## GIVEN TASK
Express as a numbered list the rows starting at the line containing "Annotate the passenger" and ending at the line containing "<point>335,366</point>", skipping any blank lines.

## Location identification entries
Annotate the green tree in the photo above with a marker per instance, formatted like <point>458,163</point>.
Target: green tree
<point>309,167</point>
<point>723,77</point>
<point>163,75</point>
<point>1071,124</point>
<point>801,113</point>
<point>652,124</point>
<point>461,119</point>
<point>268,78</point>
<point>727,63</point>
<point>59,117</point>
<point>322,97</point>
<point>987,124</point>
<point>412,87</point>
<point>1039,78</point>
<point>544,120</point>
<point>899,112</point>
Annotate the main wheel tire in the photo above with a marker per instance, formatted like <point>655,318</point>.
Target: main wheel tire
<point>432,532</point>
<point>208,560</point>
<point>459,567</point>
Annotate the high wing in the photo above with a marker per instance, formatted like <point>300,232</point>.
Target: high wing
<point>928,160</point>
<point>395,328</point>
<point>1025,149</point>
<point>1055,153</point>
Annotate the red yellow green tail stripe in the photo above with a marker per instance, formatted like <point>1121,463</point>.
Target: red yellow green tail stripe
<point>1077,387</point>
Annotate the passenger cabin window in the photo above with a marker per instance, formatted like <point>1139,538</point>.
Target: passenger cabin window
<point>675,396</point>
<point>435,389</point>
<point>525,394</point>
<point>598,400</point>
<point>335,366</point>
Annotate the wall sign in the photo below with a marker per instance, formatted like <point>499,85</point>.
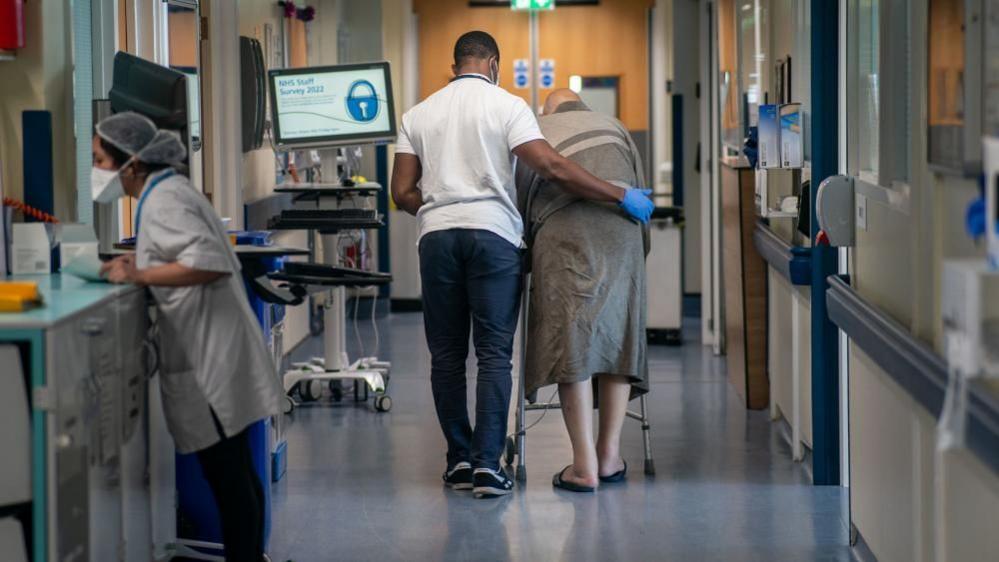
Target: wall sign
<point>546,73</point>
<point>521,74</point>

## TASK ANSWER
1. Annotate the passenger cabin window in the photo above with a marker per instance, formatted like <point>1139,538</point>.
2. Target: passenger cabin window
3. <point>675,396</point>
4. <point>435,389</point>
5. <point>525,394</point>
6. <point>598,400</point>
7. <point>335,366</point>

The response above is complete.